Point-per-instance localization data:
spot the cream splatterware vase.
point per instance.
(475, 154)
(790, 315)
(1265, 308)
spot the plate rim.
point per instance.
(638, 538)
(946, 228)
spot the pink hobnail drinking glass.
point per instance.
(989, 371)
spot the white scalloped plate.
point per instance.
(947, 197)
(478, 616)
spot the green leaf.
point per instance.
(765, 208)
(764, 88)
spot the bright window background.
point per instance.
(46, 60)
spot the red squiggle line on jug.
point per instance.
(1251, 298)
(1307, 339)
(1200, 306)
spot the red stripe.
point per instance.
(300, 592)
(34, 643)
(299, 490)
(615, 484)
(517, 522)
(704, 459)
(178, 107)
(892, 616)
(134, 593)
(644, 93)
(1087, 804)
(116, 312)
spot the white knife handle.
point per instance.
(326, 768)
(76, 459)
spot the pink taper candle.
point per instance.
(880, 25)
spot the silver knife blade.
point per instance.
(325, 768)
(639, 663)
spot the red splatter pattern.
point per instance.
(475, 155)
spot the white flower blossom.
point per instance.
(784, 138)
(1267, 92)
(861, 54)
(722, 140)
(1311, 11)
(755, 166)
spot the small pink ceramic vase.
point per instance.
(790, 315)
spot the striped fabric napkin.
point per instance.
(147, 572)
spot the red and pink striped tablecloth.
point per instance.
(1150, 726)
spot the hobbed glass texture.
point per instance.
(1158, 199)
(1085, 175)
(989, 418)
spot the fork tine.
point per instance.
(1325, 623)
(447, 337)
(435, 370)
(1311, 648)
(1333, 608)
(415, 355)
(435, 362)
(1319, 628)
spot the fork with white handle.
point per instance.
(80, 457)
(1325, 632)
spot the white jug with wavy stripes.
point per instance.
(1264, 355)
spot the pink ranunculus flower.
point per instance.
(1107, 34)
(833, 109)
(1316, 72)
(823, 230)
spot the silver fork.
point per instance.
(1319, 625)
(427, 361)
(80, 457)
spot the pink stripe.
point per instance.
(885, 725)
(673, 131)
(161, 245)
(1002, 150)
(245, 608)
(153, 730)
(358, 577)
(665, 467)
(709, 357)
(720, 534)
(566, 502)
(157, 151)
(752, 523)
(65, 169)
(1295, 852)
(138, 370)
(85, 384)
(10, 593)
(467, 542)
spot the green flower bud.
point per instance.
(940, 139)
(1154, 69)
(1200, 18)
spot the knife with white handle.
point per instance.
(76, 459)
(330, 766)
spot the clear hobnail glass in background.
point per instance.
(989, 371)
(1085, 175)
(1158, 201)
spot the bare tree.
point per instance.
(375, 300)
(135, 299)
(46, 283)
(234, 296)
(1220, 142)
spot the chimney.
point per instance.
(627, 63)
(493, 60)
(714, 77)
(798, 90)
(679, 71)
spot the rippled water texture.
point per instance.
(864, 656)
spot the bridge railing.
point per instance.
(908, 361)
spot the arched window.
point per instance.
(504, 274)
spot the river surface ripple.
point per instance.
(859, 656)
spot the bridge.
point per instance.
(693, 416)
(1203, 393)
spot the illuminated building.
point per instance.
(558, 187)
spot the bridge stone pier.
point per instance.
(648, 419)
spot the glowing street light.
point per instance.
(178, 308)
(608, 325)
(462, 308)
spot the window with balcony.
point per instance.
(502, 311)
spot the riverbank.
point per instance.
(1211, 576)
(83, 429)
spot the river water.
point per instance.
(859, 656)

Problem to work on:
Search the records line by line for the word "pink" and copy every line where it appears.

Finished exercise:
spot the pink hobnail drinking glass.
spot the pink taper candle.
spot the small pink ceramic vase.
spot the red and pink striped tablecloth.
spot the pink ranunculus flower.
spot the pink stripe.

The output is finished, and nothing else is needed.